Required action:
Retyping the data exactly is the task. Include every line.
Source material below:
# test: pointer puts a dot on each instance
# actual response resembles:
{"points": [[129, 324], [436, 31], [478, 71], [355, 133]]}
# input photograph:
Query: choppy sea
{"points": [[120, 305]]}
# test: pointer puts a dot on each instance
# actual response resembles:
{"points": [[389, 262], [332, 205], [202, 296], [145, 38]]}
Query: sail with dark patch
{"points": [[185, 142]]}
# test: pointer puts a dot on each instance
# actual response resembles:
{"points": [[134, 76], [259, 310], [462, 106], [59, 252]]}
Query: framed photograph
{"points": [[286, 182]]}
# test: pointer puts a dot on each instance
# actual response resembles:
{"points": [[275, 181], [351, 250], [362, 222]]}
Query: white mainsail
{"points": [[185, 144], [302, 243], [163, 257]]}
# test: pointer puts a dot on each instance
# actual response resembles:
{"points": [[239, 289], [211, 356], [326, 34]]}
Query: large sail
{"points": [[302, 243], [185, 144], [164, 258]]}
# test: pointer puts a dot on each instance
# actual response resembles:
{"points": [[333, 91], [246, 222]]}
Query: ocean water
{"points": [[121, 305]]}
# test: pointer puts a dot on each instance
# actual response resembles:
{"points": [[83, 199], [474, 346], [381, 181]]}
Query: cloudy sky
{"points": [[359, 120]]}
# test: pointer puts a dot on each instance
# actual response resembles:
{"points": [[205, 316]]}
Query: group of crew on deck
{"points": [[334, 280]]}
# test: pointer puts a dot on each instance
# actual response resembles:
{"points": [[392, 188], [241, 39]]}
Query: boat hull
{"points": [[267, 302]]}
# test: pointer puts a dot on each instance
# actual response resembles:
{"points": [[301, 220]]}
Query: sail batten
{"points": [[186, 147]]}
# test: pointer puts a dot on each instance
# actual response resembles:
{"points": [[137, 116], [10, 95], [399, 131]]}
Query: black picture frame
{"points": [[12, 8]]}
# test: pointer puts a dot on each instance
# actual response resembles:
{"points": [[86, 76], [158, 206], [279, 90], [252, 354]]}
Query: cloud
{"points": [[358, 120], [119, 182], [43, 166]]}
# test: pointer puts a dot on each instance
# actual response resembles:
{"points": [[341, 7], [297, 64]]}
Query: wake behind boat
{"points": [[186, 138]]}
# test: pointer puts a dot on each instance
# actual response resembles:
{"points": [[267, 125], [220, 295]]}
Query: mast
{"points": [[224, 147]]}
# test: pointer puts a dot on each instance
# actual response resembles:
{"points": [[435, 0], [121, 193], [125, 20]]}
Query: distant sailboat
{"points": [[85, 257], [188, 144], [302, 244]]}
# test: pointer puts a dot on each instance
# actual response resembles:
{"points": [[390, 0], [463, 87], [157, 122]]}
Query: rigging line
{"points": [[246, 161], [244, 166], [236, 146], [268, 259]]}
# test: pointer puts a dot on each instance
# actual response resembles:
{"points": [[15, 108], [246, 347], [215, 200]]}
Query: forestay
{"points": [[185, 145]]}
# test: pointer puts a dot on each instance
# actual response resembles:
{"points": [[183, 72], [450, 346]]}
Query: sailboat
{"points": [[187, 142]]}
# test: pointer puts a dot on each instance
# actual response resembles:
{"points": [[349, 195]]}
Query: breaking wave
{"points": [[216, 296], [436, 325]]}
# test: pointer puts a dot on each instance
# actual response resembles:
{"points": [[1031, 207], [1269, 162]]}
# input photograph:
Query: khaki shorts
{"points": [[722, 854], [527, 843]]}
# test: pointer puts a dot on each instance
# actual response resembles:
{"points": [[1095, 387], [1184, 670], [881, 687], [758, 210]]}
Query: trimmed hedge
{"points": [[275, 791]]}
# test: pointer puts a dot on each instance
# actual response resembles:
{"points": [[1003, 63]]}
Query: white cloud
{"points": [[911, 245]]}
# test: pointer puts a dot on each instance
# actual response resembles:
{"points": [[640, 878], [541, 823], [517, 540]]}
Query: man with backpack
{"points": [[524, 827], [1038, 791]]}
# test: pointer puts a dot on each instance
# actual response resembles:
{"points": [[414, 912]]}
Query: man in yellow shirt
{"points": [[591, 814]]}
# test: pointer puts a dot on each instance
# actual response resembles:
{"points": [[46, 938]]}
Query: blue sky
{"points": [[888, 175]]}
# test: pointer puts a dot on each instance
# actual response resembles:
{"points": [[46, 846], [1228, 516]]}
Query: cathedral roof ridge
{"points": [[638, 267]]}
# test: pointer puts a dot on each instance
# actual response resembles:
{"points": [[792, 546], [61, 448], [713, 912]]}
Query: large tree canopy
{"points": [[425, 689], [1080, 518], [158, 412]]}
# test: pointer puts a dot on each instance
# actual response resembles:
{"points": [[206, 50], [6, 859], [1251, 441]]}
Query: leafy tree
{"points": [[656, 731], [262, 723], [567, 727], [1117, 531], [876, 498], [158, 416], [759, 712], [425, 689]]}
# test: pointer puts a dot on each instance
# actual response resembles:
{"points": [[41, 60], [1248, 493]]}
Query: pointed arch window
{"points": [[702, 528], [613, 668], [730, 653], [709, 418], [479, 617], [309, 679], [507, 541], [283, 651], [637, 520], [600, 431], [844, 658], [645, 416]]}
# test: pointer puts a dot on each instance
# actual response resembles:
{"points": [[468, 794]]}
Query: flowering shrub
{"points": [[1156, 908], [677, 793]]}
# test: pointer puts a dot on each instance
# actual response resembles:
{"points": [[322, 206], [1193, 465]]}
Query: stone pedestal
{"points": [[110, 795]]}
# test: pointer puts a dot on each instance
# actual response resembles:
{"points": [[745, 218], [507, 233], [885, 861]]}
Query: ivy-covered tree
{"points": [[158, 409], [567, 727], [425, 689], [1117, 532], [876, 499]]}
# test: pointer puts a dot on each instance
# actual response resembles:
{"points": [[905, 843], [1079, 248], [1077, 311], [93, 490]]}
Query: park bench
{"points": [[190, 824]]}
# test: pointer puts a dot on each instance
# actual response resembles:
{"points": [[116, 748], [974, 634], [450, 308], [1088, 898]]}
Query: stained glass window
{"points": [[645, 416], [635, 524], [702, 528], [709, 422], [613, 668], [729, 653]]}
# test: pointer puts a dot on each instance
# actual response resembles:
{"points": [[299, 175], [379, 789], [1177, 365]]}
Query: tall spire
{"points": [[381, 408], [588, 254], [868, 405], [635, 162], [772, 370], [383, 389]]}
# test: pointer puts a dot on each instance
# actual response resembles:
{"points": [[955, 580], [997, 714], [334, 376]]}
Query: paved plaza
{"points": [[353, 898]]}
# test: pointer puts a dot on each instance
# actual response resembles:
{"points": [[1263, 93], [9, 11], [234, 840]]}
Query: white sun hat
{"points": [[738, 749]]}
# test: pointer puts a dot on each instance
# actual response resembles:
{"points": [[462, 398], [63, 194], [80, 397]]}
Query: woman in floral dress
End of Source material.
Expected answer:
# test: pointer puts a dot on each instance
# actual response resembles:
{"points": [[129, 324], [436, 31], [478, 71], [355, 133]]}
# input photograph:
Query: choppy sea
{"points": [[120, 305]]}
# test: pointer puts a dot on each instance
# actual response resembles:
{"points": [[389, 262], [332, 205], [202, 296], [145, 38]]}
Query: sail with dark patch
{"points": [[185, 142]]}
# test: pointer puts a dot on each instance
# actual response resembles:
{"points": [[134, 76], [259, 310], [462, 106], [59, 252]]}
Query: framed photograph
{"points": [[286, 182]]}
# test: pointer puts a dot on each instance
# actual response resembles:
{"points": [[275, 181], [351, 250], [362, 222]]}
Query: white mainsail
{"points": [[185, 144], [302, 243], [163, 257]]}
# test: pointer puts a dot on each instance
# actual response resembles:
{"points": [[239, 289], [211, 356], [326, 34]]}
Query: large sail
{"points": [[302, 243], [185, 144], [164, 258]]}
# test: pointer puts a dot on each instance
# actual response resembles:
{"points": [[333, 91], [246, 222]]}
Query: ocean water
{"points": [[121, 305]]}
# test: pointer puts a dot on each instance
# actual response resembles:
{"points": [[83, 199], [474, 346], [381, 181]]}
Query: cloudy sky
{"points": [[359, 120]]}
# test: pointer puts a dot on each instance
# actual response resembles:
{"points": [[205, 316]]}
Query: group of crew on deck
{"points": [[334, 280]]}
# test: pointer puts a dot on each instance
# actual response resembles:
{"points": [[392, 188], [241, 39]]}
Query: boat hull
{"points": [[267, 302]]}
# test: pointer puts a dot on each instance
# actual response resembles:
{"points": [[301, 220]]}
Query: sail batten
{"points": [[186, 147]]}
# test: pointer puts a dot on each instance
# actual response resembles:
{"points": [[137, 116], [10, 95], [399, 131]]}
Query: black picture frame
{"points": [[12, 8]]}
# test: pointer puts a dot on each instance
# actual response resembles:
{"points": [[86, 76], [158, 206], [279, 90], [252, 354]]}
Query: cloud
{"points": [[358, 120], [119, 182], [43, 166]]}
# test: pointer puts a dot on each instance
# actual response resembles:
{"points": [[341, 7], [297, 64]]}
Query: wake behind boat
{"points": [[186, 138]]}
# test: pointer puts a dot on each instance
# actual response resembles:
{"points": [[267, 125], [220, 295]]}
Query: mast
{"points": [[224, 147]]}
# test: pointer puts a dot on each instance
# actual response resembles:
{"points": [[435, 0], [121, 193], [125, 20]]}
Query: distant sailboat
{"points": [[85, 257], [188, 144], [302, 244]]}
# test: pointer puts a dot on each instance
# actual response resembles:
{"points": [[390, 0], [463, 87], [157, 122]]}
Query: rigging line
{"points": [[246, 161], [244, 166], [236, 146], [268, 259]]}
# test: pointer puts a dot on each instance
# actual response resembles:
{"points": [[15, 108], [246, 347], [215, 200]]}
Query: forestay
{"points": [[185, 145]]}
# test: pointer puts a dot on each instance
# actual response resembles:
{"points": [[183, 72], [450, 346]]}
Query: sailboat
{"points": [[187, 142]]}
# test: pointer puts a dot on each instance
# actual response resembles:
{"points": [[349, 195]]}
Query: breaking wave
{"points": [[216, 296], [436, 325]]}
# test: pointer puts a dot on each instance
# actual response resembles:
{"points": [[1031, 207], [1269, 162]]}
# input photograph:
Query: khaki shorts
{"points": [[722, 854], [527, 843]]}
# test: pointer puts a dot on each instance
# actual response resembles:
{"points": [[1095, 387], [1184, 670], [881, 687], [758, 210]]}
Query: trimmed hedge
{"points": [[275, 791]]}
# test: pointer puts a dot on each instance
# actual response resembles:
{"points": [[1003, 63]]}
Query: white cloud
{"points": [[911, 245]]}
# test: pointer puts a dot on each instance
# actual response resembles:
{"points": [[640, 878], [541, 823], [517, 540]]}
Query: man with backpack
{"points": [[524, 827], [1038, 791]]}
# test: pointer puts a dot on each instance
# actual response resembles:
{"points": [[414, 912]]}
Query: man in yellow shirt
{"points": [[591, 814]]}
# test: pointer puts a dot on each instance
# actual response resembles:
{"points": [[46, 938]]}
Query: blue sky
{"points": [[888, 175]]}
# test: pointer puts a dot on each instance
# actual response resembles:
{"points": [[46, 846], [1228, 516]]}
Query: cathedral roof ridge
{"points": [[638, 267]]}
# test: pointer puts a dot on each instance
# actual response resembles:
{"points": [[792, 546], [61, 448], [713, 912]]}
Query: large tree canopy
{"points": [[425, 689], [1080, 518], [158, 412]]}
# test: pointer puts a dot on each instance
# actual response resembles:
{"points": [[206, 50], [6, 859], [1251, 441]]}
Query: leafy tree
{"points": [[656, 731], [262, 723], [567, 727], [1117, 531], [876, 498], [158, 416], [759, 712], [425, 689]]}
# test: pointer puts a dot on each instance
# actual response resembles:
{"points": [[41, 60], [1248, 493]]}
Query: pointed arch window
{"points": [[702, 528], [613, 668], [730, 653], [709, 418], [479, 617], [309, 679], [507, 541], [283, 651], [637, 520], [600, 431], [844, 658], [645, 416]]}
# test: pointer puts a dot on each instance
# actual response resembles:
{"points": [[468, 794]]}
Query: flowering shrub
{"points": [[1156, 908], [677, 793]]}
# test: pointer puts a dot on each instance
# actual response resembles:
{"points": [[322, 206], [1193, 465]]}
Query: stone pedestal
{"points": [[110, 795]]}
# test: pointer puts a dot on each instance
# actual response resembles:
{"points": [[745, 218], [507, 233], [885, 861]]}
Query: ivy-covered tree
{"points": [[158, 409], [567, 727], [425, 689], [1117, 532], [876, 499]]}
# test: pointer puts a dot on each instance
# actual response resembles:
{"points": [[905, 843], [1079, 248], [1077, 311], [93, 490]]}
Query: park bench
{"points": [[190, 824]]}
# test: pointer puts a dot on each instance
# actual response resembles:
{"points": [[116, 748], [974, 634], [450, 308], [1088, 898]]}
Query: stained glass window
{"points": [[645, 416], [635, 524], [702, 528], [709, 422], [613, 668], [729, 653]]}
# test: pointer puts a dot on each instance
# actual response resembles:
{"points": [[299, 175], [379, 789], [1177, 365]]}
Query: tall spire
{"points": [[381, 408], [588, 254], [868, 405], [635, 162], [772, 370], [383, 389]]}
# test: pointer puts a dot on each instance
# actual response resembles:
{"points": [[955, 580], [997, 714], [334, 376]]}
Query: paved plaza
{"points": [[353, 898]]}
# test: pointer puts a dot on each instance
# actual response resembles:
{"points": [[1263, 93], [9, 11], [234, 840]]}
Query: white sun hat
{"points": [[738, 749]]}
# test: pointer puts a dot on each instance
# actual response resembles:
{"points": [[462, 398], [63, 194], [80, 397]]}
Query: woman in floral dress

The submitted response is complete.